Start a Conversation

Unsolved

R

1 Rookie

 • 

5 Posts

24

March 7th, 2024 03:20

Poweredge 720xd HD/Raid problems

Hello,

We recently had an unexpected power issue with our UPS which resulted in a loss of power to our servers. After power was restored, there were two older 720xd servers that would not load their virtual disks.

Server one: This server shows all disks missing when the the VD's are being loaded. The Perc configuration utility shows all the drives as failed. There are 9 3.5 drives in front (comprising one VD) and two 2.5 drives in the rear (comprising another VD). If I re-seat the drives, then the Perc config manager will show them as foreign. I can  import the foreign config and then both virtual disks are recognized with an optimal state. At that point I need to restart the server and after the reboot all disks are again listed as missing. I've upgraded the Perc, idrac and bios to the latest revisions but the problem remains.

Server two: This server (similarly configured) stalls for a long time when initializing the idrac. When it finally gets past that point, it states that the Lifecycle controller is disabled. When it tries to load the VD's it stops and says there are missing or offline drives. The perc utility shows one of the VD's is missing 4 drives. The missing drives do not show up at all in the PD management screen. I've drained the flea power from this server, but the idrac and associated issues remain.

• [WHAT TO WORK ON]:
a. In the forum post on the PowerEdge 720xd RAID problems, reproduce the passage from "Poweredge 720xd HD/Raid" to "the problem remains.".
b. According to the forum post on the PowerEdge 720xd RAID problems, how many 3.5-inch drives are in the front of server one?
c. Write the next part of the forum post on the PowerEdge 720xd RAID problems, beginning after its final sentence.

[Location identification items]
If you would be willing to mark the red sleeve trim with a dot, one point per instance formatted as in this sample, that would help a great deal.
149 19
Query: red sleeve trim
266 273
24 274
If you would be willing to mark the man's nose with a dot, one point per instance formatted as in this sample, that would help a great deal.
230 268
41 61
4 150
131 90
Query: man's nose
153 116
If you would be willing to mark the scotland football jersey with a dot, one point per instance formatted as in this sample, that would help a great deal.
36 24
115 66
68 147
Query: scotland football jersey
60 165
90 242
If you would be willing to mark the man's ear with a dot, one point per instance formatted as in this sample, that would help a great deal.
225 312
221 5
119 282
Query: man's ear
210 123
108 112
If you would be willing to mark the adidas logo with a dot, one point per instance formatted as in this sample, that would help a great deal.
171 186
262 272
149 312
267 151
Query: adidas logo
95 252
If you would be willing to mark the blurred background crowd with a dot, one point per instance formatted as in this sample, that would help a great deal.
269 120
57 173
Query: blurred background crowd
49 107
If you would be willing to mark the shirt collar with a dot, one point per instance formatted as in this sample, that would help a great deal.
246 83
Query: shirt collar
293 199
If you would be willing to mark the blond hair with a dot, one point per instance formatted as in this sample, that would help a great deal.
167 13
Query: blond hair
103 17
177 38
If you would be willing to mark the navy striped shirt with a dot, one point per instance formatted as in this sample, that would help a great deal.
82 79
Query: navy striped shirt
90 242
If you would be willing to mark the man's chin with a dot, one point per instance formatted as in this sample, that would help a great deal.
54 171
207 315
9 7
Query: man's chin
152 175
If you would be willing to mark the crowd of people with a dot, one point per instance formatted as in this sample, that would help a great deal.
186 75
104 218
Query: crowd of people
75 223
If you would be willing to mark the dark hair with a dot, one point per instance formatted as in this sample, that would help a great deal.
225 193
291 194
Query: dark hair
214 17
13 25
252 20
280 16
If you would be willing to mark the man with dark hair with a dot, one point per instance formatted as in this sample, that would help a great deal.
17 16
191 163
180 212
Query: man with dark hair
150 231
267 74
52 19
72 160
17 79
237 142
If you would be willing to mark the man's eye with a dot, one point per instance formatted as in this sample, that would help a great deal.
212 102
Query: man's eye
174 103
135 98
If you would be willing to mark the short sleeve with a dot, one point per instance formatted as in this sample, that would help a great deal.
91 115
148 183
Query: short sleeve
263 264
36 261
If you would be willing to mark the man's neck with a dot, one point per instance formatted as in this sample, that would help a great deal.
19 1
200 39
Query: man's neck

• [IN RESPONSE]:
a.
Poweredge 720xd HD/Raid problems

Hello,

We recently had an unexpected power issue with our UPS which resulted in a loss of power to our servers. After power was restored, there were two older 720xd servers that would not load their virtual disks.

Server one: This server shows all disks missing when the the VD's are being loaded. The Perc configuration utility shows all the drives as failed. There are 9 3.5 drives in front (comprising one VD) and two 2.5 drives in the rear (comprising another VD). If I re-seat the drives, then the Perc config manager will show them as foreign. I can  import the foreign config and then both virtual disks are recognized with an optimal state. At that point I need to restart the server and after the reboot all disks are again listed as missing. I've upgraded the Perc, idrac and bios to the latest revisions but the problem remains.

b. Nine.

c.
 Being that this happened during a power event, there may have been some damage done to them. I'm guessing the system boards probably need to be replaced in both? For server one, I doubt it's a backplane or cable issue since it affects all drives and both the front and rear backplane. For server two, I'm guessing a system board replacement will be necessary for the idrac issues alone. Does that sound reasonable? Are there any other areas that I should be looking at?

 I have recovered the data from both machines so it's not a critical situation. I'd like to try to resurrect them just to see if I can get access to the data and then repurpose them for something else.

Thanks.

Moderator

 • 

3.2K Posts

March 7th, 2024 14:05

Hi,

while a power loss can definitely cause damage, replacing the system boards might not be the first course of action for both servers. Here are some suggestions before resorting to hardware replacements:

Server One:

  • Battery Drain: The reseating and recognizing the drives as foreign suggests there might be issues with the configuration being lost after a reboot. Try performing a thorough power drain by:

    • Shutting down the server and removing all power cables.
    • Holding the power button for 30 seconds to discharge any residual power.
    • Leaving the server unplugged for at least 30 minutes to fully drain the flea power.
    • Reconnect the power cables and restart the server to see if the configuration persists.
  • Check BIOS RAID settings: Ensure the BIOS RAID settings are not set to "off" or "AHCI" which might interfere with the RAID controller.

  • Update Firmware: Although you mentioned updating the firmware, double-check the Dell website for the latest versions of BIOS, iDRAC, and specifically the PERC H710 firmware (assuming it's the RAID controller used). Sometimes, specific firmware updates address compatibility or bug fixes related to power loss scenarios.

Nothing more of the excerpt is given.